_Saved data entries_:
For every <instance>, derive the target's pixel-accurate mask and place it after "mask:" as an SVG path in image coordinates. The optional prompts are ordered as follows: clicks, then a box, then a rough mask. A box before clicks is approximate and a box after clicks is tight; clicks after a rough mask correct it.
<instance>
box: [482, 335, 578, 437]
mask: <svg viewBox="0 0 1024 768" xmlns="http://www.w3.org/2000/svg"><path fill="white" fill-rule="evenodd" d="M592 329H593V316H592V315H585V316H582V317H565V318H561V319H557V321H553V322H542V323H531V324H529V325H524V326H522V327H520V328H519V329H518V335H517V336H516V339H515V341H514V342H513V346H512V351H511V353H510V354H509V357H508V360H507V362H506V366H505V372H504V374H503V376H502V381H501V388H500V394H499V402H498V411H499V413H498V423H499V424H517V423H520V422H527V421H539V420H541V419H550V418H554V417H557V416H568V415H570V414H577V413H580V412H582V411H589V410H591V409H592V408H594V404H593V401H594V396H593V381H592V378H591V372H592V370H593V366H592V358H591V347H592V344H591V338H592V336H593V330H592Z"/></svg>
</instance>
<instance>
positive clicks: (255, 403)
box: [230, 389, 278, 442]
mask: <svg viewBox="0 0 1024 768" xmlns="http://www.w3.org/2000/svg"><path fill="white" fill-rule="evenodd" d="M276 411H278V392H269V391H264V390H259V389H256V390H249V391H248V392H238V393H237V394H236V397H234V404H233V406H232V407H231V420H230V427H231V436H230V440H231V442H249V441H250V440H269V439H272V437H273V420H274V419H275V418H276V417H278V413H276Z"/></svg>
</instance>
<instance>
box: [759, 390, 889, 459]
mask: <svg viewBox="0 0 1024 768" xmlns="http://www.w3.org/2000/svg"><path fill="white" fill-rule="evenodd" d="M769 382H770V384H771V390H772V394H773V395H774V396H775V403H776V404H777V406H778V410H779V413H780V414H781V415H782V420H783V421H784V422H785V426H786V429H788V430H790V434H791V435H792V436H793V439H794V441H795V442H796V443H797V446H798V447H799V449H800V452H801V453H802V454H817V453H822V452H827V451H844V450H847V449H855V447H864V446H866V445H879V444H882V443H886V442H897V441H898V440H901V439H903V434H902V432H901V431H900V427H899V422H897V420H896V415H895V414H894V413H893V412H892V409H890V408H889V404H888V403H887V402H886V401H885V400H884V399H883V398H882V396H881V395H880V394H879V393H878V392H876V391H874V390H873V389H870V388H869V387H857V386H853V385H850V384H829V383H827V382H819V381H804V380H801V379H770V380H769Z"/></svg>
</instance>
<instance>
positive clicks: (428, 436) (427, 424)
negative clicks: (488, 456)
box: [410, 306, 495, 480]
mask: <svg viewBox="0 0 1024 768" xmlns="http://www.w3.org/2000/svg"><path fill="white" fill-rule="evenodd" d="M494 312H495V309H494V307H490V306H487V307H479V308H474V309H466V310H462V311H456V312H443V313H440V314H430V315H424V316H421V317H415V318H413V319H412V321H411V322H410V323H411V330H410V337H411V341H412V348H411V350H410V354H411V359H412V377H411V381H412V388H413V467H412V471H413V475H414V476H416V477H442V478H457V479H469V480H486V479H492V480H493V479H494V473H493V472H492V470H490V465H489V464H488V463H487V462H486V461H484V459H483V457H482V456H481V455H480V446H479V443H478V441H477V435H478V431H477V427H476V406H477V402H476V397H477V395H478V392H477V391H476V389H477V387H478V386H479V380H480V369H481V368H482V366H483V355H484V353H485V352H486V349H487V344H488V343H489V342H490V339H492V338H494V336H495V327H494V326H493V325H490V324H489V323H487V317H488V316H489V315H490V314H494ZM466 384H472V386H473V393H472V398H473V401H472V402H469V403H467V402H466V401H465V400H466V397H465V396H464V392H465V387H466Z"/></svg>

_WHAT THE TASK ASKS_:
Character for character, reproduce all of the lines above.

_EXERCISE SOLUTION_:
For every <instance>, derive the target's pixel-accurate mask and place it after "mask:" as an SVG path in image coordinates. The optional prompts are ordered as follows: clicks, then a box, then a rough mask. A box before clicks is approximate and a box after clicks is tight; clicks after a rough mask correct it.
<instance>
box: [482, 335, 578, 437]
mask: <svg viewBox="0 0 1024 768" xmlns="http://www.w3.org/2000/svg"><path fill="white" fill-rule="evenodd" d="M592 329H593V316H592V315H585V316H582V317H565V318H561V319H557V321H553V322H542V323H531V324H529V325H524V326H522V327H520V328H519V329H518V335H517V336H516V339H515V341H514V342H513V346H512V351H511V353H510V354H509V357H508V360H507V362H506V366H505V372H504V374H503V376H502V381H501V388H500V394H499V402H498V411H499V413H498V423H499V424H517V423H520V422H527V421H539V420H541V419H550V418H554V417H557V416H568V415H570V414H577V413H580V412H582V411H589V410H591V409H592V408H594V404H593V401H594V396H593V381H592V378H591V372H592V370H593V366H592V358H591V347H592V344H591V338H592V336H593V330H592Z"/></svg>
</instance>
<instance>
positive clicks: (255, 403)
box: [230, 389, 278, 442]
mask: <svg viewBox="0 0 1024 768" xmlns="http://www.w3.org/2000/svg"><path fill="white" fill-rule="evenodd" d="M276 411H278V392H269V391H264V390H259V389H256V390H249V391H248V392H238V393H237V394H236V397H234V404H233V406H232V407H231V420H230V427H231V436H230V440H231V442H249V441H250V440H269V439H272V437H273V420H274V419H275V418H276V417H278V413H276Z"/></svg>
</instance>
<instance>
box: [759, 390, 889, 459]
mask: <svg viewBox="0 0 1024 768" xmlns="http://www.w3.org/2000/svg"><path fill="white" fill-rule="evenodd" d="M769 382H770V384H771V390H772V394H773V395H774V396H775V403H776V404H777V406H778V410H779V413H780V414H781V415H782V420H783V421H784V422H785V426H786V429H788V430H790V434H791V435H792V436H793V439H794V441H795V442H796V443H797V446H798V447H799V449H800V452H801V453H802V454H817V453H822V452H827V451H844V450H847V449H855V447H864V446H866V445H879V444H882V443H886V442H897V441H898V440H901V439H903V434H902V432H901V431H900V427H899V422H897V420H896V415H895V414H894V413H893V412H892V409H890V408H889V404H888V403H887V402H886V401H885V400H884V399H883V398H882V396H881V395H880V394H879V393H878V392H876V391H874V390H873V389H870V388H869V387H857V386H853V385H850V384H829V383H827V382H819V381H804V380H801V379H770V380H769Z"/></svg>
</instance>
<instance>
positive clicks: (428, 436) (427, 424)
negative clicks: (488, 456)
box: [410, 306, 495, 480]
mask: <svg viewBox="0 0 1024 768" xmlns="http://www.w3.org/2000/svg"><path fill="white" fill-rule="evenodd" d="M494 312H495V309H494V307H490V306H487V307H479V308H474V309H466V310H462V311H456V312H443V313H440V314H430V315H424V316H421V317H415V318H413V319H412V321H411V322H410V323H411V330H410V337H411V341H412V348H411V350H410V354H411V359H412V377H411V381H412V388H413V467H412V471H413V475H414V476H416V477H442V478H457V479H469V480H486V479H492V480H493V479H494V473H493V472H492V470H490V465H489V464H488V463H487V462H486V461H484V459H483V457H482V456H481V455H480V446H479V443H478V441H477V435H478V431H477V427H476V406H477V402H476V397H477V395H478V392H477V391H476V389H477V387H478V386H479V380H480V369H481V368H482V366H483V355H484V353H485V352H486V349H487V344H488V343H489V342H490V339H492V338H494V336H495V327H494V326H493V325H490V324H489V323H487V317H488V316H489V315H490V314H494ZM466 384H472V386H473V393H472V398H473V401H472V402H469V403H467V402H466V401H465V400H466V397H465V396H464V392H465V387H466Z"/></svg>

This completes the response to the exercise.